● **Given information**

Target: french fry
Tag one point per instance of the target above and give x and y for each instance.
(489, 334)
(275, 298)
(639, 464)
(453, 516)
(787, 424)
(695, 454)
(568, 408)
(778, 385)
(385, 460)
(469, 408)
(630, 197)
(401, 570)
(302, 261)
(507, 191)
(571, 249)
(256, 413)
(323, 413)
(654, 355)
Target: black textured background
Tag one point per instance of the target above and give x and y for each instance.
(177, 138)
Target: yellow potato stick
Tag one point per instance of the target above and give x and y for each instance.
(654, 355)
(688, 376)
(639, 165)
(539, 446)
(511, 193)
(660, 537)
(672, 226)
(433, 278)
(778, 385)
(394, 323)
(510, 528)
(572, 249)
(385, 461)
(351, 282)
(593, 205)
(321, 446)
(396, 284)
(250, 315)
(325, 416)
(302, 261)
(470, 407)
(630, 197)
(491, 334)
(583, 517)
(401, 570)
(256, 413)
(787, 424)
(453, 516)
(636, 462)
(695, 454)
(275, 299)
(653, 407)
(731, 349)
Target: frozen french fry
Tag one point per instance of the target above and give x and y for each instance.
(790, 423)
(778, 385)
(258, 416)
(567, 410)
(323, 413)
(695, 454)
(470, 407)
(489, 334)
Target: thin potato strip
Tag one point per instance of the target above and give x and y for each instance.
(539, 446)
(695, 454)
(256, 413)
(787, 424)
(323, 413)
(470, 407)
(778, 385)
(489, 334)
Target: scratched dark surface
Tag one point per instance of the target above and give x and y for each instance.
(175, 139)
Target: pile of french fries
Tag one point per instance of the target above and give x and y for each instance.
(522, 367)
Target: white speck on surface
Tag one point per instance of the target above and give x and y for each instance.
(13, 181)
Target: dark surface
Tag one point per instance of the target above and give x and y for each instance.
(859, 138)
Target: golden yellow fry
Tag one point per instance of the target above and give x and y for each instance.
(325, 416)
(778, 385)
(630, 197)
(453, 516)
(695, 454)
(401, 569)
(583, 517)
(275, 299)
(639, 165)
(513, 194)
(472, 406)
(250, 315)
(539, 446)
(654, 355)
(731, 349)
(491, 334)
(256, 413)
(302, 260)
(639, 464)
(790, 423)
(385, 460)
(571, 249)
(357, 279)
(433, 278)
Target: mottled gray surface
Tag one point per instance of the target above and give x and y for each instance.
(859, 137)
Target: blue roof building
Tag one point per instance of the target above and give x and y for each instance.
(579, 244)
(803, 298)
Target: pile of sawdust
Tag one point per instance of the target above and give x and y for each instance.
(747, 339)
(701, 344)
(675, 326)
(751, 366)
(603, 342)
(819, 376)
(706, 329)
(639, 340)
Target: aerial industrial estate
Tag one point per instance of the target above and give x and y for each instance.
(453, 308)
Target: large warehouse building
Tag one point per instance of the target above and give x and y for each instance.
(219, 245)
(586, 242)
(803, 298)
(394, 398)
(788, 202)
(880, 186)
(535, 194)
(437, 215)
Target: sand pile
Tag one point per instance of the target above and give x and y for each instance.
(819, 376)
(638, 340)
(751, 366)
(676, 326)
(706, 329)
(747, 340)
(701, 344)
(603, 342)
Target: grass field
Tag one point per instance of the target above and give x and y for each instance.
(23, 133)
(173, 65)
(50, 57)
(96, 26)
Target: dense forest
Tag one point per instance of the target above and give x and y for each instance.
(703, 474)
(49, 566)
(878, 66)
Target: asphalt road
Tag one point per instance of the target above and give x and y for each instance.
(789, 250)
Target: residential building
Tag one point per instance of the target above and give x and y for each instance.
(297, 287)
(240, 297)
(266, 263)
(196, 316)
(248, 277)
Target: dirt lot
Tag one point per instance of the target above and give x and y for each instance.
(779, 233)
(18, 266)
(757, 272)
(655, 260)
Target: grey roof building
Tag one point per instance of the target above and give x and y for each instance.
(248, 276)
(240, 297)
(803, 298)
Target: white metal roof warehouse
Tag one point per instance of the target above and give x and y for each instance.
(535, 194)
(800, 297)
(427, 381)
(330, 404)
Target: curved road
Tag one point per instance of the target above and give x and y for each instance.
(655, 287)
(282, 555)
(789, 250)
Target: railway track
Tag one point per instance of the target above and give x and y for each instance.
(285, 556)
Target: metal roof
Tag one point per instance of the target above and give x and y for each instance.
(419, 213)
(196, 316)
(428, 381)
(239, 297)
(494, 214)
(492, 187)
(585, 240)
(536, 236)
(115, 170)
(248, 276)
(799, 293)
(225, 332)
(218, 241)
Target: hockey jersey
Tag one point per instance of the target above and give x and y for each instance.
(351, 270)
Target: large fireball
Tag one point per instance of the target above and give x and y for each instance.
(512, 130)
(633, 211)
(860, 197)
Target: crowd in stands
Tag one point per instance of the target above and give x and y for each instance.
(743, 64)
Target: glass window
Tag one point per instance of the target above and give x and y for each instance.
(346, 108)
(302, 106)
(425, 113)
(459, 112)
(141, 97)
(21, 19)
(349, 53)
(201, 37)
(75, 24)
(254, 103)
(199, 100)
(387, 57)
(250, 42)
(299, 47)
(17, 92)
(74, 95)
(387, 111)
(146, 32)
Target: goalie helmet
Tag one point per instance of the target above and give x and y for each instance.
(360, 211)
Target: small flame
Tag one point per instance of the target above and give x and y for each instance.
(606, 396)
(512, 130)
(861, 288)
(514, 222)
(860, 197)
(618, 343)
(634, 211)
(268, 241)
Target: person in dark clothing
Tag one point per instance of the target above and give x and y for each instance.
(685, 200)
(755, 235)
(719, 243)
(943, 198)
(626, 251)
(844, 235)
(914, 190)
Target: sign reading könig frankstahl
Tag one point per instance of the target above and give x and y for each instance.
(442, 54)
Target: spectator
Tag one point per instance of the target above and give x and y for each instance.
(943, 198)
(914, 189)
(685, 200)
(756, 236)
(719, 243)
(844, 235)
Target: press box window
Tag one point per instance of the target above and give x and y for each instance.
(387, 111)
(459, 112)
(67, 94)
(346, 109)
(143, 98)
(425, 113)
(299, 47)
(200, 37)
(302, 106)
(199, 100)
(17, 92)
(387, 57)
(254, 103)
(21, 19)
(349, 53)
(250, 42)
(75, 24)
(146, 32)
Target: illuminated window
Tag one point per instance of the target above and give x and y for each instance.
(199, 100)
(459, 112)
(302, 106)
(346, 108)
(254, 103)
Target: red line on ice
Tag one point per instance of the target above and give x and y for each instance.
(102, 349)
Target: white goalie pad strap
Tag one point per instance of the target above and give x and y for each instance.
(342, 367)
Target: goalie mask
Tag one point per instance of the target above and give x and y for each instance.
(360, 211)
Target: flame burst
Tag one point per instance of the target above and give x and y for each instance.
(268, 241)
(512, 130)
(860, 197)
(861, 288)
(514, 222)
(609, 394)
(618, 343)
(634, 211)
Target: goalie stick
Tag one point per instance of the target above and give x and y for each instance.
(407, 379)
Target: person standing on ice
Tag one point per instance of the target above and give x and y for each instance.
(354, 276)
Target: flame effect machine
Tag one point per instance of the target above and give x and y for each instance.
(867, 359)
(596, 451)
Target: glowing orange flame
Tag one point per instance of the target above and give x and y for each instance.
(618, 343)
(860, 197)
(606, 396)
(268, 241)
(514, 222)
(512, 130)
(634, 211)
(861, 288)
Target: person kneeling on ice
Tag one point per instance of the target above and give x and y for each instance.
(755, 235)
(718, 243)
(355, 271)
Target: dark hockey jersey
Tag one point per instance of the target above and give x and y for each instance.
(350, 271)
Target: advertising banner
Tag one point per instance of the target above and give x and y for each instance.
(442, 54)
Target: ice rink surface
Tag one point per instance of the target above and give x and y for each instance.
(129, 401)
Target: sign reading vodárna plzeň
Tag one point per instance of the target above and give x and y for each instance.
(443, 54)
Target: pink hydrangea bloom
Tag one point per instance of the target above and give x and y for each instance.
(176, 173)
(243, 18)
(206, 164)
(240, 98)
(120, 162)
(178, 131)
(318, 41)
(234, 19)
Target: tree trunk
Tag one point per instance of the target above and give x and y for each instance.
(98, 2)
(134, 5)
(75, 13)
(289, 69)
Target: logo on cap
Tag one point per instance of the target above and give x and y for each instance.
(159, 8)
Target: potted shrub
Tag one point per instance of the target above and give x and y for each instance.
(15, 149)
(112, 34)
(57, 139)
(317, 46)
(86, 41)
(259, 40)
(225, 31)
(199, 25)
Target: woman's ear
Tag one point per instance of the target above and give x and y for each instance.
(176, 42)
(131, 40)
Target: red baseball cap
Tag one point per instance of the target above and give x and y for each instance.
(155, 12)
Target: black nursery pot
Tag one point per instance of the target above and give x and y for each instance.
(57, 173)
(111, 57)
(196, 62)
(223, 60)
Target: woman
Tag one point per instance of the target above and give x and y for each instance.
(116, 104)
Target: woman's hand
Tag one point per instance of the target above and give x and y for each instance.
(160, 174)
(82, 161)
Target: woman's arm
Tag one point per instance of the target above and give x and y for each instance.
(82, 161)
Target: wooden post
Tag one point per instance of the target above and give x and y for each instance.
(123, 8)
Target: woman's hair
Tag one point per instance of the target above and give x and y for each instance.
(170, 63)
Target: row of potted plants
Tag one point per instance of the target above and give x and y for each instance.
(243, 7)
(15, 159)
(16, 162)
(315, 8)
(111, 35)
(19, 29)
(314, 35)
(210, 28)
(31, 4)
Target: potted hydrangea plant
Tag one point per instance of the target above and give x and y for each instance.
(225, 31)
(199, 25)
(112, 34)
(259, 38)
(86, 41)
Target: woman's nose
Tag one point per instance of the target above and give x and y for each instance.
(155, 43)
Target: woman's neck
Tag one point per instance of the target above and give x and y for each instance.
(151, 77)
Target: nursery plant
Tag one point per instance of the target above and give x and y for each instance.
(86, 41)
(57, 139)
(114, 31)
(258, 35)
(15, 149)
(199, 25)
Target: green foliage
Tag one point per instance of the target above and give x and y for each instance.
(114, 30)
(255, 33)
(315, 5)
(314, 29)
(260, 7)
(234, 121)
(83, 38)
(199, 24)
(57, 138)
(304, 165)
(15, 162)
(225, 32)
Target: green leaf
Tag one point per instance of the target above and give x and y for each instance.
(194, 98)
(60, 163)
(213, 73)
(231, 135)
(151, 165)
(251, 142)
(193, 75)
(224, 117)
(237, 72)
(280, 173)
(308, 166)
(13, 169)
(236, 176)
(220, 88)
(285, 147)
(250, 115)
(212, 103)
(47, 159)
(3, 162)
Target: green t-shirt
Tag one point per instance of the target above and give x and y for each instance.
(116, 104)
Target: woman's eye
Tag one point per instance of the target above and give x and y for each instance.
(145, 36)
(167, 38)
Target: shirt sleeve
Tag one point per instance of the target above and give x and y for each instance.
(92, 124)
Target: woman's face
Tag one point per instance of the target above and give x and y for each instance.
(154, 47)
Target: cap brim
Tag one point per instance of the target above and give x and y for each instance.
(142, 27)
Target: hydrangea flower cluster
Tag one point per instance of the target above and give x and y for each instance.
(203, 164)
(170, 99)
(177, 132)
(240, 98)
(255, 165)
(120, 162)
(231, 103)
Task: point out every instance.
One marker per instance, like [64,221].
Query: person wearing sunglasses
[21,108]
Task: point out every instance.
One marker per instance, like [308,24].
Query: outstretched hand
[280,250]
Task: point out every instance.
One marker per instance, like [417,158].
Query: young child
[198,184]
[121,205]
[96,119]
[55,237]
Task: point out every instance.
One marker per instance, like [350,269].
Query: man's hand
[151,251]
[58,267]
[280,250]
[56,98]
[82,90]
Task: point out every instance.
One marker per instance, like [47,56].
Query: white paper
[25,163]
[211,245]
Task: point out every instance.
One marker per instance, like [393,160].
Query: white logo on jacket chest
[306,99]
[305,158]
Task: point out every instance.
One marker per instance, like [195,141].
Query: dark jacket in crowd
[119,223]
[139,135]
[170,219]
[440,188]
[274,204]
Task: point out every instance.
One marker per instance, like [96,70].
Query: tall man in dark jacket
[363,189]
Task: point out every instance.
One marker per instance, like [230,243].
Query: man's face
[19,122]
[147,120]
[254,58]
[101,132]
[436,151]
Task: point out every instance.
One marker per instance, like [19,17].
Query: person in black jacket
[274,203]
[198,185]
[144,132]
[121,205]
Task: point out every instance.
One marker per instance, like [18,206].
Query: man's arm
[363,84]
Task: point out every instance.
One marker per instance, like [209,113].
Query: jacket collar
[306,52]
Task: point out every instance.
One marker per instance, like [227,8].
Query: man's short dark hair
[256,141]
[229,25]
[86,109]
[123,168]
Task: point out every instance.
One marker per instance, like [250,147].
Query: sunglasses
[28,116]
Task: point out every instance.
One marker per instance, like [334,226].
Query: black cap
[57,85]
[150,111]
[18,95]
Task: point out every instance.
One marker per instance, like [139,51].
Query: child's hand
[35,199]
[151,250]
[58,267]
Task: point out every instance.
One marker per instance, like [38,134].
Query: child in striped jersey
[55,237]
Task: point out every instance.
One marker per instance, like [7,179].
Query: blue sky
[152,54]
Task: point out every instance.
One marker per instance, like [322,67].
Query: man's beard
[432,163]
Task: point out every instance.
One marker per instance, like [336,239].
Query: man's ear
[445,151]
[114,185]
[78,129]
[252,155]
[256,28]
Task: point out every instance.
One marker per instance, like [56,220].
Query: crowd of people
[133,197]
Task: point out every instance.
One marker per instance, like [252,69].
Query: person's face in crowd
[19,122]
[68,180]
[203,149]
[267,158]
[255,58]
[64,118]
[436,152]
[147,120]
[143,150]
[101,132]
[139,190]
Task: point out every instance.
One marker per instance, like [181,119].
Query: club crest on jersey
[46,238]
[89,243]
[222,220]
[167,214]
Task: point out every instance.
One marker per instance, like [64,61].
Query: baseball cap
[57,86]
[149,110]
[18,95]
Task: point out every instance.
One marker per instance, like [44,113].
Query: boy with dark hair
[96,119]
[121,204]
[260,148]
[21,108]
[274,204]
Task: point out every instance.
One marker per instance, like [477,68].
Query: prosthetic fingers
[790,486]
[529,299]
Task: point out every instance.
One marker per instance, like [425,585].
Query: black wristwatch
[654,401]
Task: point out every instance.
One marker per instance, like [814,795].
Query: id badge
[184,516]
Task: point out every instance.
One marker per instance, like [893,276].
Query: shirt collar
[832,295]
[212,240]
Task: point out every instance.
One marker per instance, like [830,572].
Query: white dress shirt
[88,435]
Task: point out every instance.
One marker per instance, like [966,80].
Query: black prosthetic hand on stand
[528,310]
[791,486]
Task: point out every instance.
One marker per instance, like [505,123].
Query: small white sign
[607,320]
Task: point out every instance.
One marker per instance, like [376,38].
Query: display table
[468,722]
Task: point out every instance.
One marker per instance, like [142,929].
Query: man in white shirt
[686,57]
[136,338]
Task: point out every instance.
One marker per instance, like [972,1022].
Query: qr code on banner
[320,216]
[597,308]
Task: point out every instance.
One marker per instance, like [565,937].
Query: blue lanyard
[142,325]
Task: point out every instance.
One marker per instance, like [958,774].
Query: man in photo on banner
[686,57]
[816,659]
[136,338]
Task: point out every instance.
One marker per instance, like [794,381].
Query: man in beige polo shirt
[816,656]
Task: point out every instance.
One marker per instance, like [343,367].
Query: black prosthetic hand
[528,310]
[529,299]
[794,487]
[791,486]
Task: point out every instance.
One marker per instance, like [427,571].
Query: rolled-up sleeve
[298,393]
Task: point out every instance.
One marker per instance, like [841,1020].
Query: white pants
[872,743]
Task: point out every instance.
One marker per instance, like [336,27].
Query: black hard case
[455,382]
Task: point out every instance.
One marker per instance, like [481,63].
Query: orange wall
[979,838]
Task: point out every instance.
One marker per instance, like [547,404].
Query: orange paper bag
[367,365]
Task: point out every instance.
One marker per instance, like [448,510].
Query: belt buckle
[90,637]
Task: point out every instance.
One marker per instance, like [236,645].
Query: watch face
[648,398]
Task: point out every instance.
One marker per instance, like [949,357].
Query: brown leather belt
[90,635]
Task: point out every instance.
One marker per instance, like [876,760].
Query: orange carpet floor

● **About this task**
Within the listing above, locate the line containing "Target: cap brim" and the line containing "One marker per instance, like [350,269].". Reproduce those two lines and all lines between them exactly, with nothing added.

● **Reply**
Target: cap brim
Tag one point per instance of the target above and give x and y for each instance.
(142, 27)
Target: hydrangea flower cluster
Tag one point per instance of the target above and give x and y for each instance.
(203, 164)
(170, 99)
(177, 132)
(240, 98)
(255, 165)
(120, 162)
(231, 103)
Task: point out every instance.
One marker per instance, like [64,221].
Query: person wearing sunglasses
[21,108]
Task: point out every instance.
One marker per instance, like [308,24].
Query: outstretched hand
[280,250]
Task: point out every instance.
One marker per instance, like [417,158].
Query: young child
[198,184]
[121,205]
[96,119]
[55,237]
Task: point out every instance.
One marker per instance, like [350,269].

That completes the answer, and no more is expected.